The exercise> Rewrite the forum thread on pensions and investing costs, starting at "They need to" and ending at "- $19.99 range.", with "self-directed investor" substituted for "DIY investor".

How do you think they buy their bonds?
How do you think they trade their shares?
They need to hire the same banks, law firms, etc.
Financial institutions are the infrastructure of the modern economy.

You can ask for more regulation, etc.
But it is not true that pension plans can bypass all those institutions.

On the other hand, the investing costs for the individuals have fallen off a cliff in the last 10 years.
Any DIY investor with even an iota of savvy, anyone that has not been hiding under a rock for last 10 years, knows that most trading commissions are in the $4.99 - $19.99 range.
No need to pay 2.50% MERs any more.
Investors are becoming more and more savvy, and it is possible to replicate a lot of the same investments that hitherto used to be available only to large pension funds.
Even private equity investing is becoming more and more available to retail investors, although we have quite a ways to get there fully.



> Privatize the profits and socialize the liabilities............is at the source of all their solutions.


That is true for pension plans, in fact - both public sector as well as private.
Billions in under-funding liabilities, decades long pension holidays, taxpayer bailouts, etc.

Latest report from ex-Government Motors Corporation shows *$3.6B in unfunded liabilities*, this is after $5B in direct pension bailouts.

Many public sector pension plans are in deficit and require constant injections of taxpayer cash via increased contributions.


----------



## fraser (May 15, 2010)

I am not certain what the solution is, whether or not we really have a pension crisis, or how a solution should be implemented.

But I do feel very strongly that there is an ever growing trend for people to blame everyone else for their problems...including any gap in their retirement income/lifestyle change. At some point one needs to take responsibility for one's own self. 

We frequently see people complain about their lack of retirement income, or heavy consumer debt burden, and other financial issues. Not saying this is not a challenge. But in general I think people need to take some personal responsibility for their financial well being and do a modest amount of planning for their future.

Supplied information>
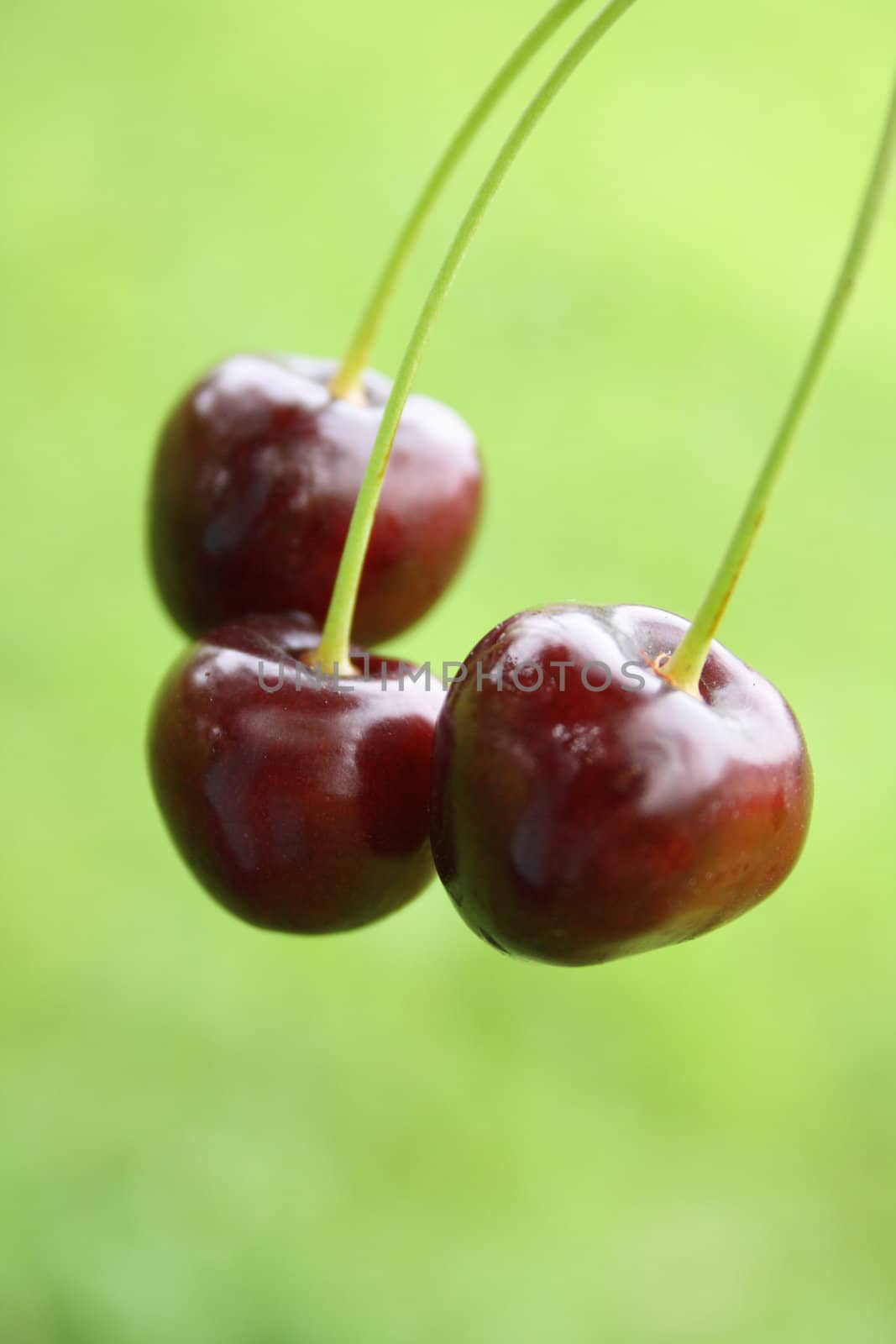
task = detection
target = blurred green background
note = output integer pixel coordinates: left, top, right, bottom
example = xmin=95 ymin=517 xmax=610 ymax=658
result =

...

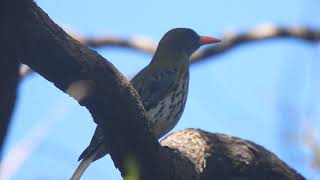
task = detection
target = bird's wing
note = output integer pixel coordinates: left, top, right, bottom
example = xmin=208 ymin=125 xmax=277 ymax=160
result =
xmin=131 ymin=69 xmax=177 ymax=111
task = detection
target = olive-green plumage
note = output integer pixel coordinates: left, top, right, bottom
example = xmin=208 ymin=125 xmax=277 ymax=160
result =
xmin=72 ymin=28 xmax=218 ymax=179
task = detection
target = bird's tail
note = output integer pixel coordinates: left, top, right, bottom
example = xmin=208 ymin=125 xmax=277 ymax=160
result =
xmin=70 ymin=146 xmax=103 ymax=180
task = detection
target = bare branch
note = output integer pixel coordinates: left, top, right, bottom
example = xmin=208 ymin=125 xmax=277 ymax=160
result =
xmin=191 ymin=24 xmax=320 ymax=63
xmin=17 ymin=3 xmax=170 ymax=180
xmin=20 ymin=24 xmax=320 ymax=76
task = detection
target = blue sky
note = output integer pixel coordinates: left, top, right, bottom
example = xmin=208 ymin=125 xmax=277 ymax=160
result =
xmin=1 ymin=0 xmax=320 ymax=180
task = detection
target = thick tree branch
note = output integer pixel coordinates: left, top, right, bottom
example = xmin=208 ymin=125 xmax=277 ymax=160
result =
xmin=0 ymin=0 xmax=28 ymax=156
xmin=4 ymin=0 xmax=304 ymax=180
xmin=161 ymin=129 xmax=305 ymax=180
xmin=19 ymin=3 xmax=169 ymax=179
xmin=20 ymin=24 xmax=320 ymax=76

Answer below>
They need to hire the same banks, law firms, etc.
Financial institutions are the infrastructure of the modern economy.

You can ask for more regulation, etc.
But it is not true that pension plans can bypass all those institutions.

On the other hand, the investing costs for the individuals have fallen off a cliff in the last 10 years.
Any self-directed investor with even an iota of savvy, anyone that has not been hiding under a rock for last 10 years, knows that most trading commissions are in the $4.99 - $19.99 range.